**Task description:** Reproduce the stretch of the court order from "On January 27, 2017, a" through "ECF No. [1]." word for word.

United States District Court, Southern District of Florida
Jun 28, 2021
546 F. Supp. 3d 1136 (S.D. Fla. 2021)

Opinion

CASE NO. 17-60029-CR-BLOOM

2021-06-28

UNITED STATES of America, Plaintiff, v. Shanisa Lorasia BELL, Defendant.

Brian Jay Shack, United States Attorney's Office, Miami, FL, for Plaintiff.


Brian Jay Shack, United States Attorney's Office, Miami, FL, for Plaintiff.

ORDER ON MOTION TO DISMISS

BETH BLOOM, UNITED STATES DISTRICT JUDGE

THIS CAUSE is before the Court on the Defendant's Motion to Dismiss for Violation of Speedy Trial, ECF No. [13]. The Court has considered the Motion and all attachments, the Government's Response, the Defendant's Reply and attachments, the record in the case, the applicable law, and is fully advised. In addition, the Court held an evidentiary hearing on April 15, 2021, and has further considered the testimony, evidence, and arguments. See ECF Nos. [19], [20]. Because the Government did not fulfill its constitutional duty to make a diligent and good faith effort to locate and apprehend the Defendant, the Motion is granted.

I. BACKGROUND

On January 27, 2017, a federal grand jury sitting in the Southern District of Florida returned a three-count indictment against the Defendant Shanisa Lorasia Bell. Count One charges the Defendant with using unauthorized access devices, including social security numbers and debit cards, to fraudulently obtain $1,000 or more in a one-year period, in violation of Title 18, United States Code, sections 1029(a)(2) and 2. Counts Two and Three charge the Defendant with aggravated identity theft, in violation of Title 18, United States Code, sections 1028A(a)(1) and 2. ECF No. [1].

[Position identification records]
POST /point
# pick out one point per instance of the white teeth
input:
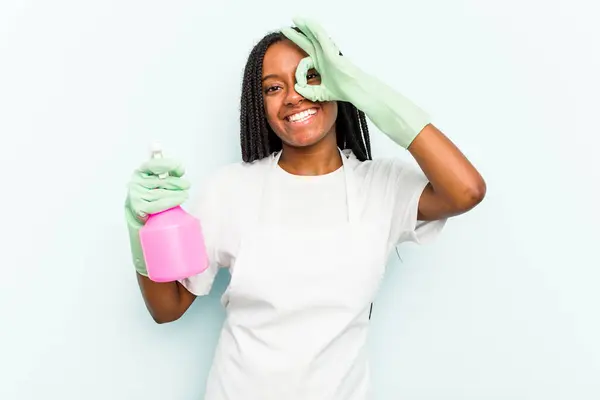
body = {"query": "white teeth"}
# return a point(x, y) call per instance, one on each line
point(301, 116)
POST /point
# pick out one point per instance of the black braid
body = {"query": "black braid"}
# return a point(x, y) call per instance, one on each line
point(258, 140)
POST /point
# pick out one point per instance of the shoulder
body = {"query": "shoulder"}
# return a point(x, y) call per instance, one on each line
point(384, 171)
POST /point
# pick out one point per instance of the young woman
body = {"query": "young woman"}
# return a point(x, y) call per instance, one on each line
point(306, 222)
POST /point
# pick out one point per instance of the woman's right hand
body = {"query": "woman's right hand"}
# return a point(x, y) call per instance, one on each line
point(150, 194)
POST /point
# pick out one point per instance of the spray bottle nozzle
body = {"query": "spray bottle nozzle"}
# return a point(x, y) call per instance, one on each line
point(156, 151)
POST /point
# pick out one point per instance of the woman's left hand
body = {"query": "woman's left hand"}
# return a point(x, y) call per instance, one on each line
point(341, 80)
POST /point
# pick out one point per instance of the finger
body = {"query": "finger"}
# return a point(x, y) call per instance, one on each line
point(163, 204)
point(300, 40)
point(157, 166)
point(154, 182)
point(305, 65)
point(151, 203)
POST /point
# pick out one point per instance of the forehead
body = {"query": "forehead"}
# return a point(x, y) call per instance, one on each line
point(282, 57)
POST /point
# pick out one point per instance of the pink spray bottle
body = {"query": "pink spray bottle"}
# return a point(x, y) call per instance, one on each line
point(172, 242)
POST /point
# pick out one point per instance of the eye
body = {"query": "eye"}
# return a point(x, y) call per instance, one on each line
point(270, 89)
point(312, 75)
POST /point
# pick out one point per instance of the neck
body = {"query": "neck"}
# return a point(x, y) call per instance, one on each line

**Task solution:**
On January 27, 2017, a federal grand jury sitting in the Southern District of Florida returned a three-count indictment against the Defendant Shanisa Lorasia Bell. Count One charges the Defendant with using unauthorized access devices, including social security numbers and debit cards, to fraudulently obtain $1,000 or more in a one-year period, in violation of Title 18, United States Code, sections 1029(a)(2) and 2. Counts Two and Three charge the Defendant with aggravated identity theft, in violation of Title 18, United States Code, sections 1028A(a)(1) and 2. ECF No. [1].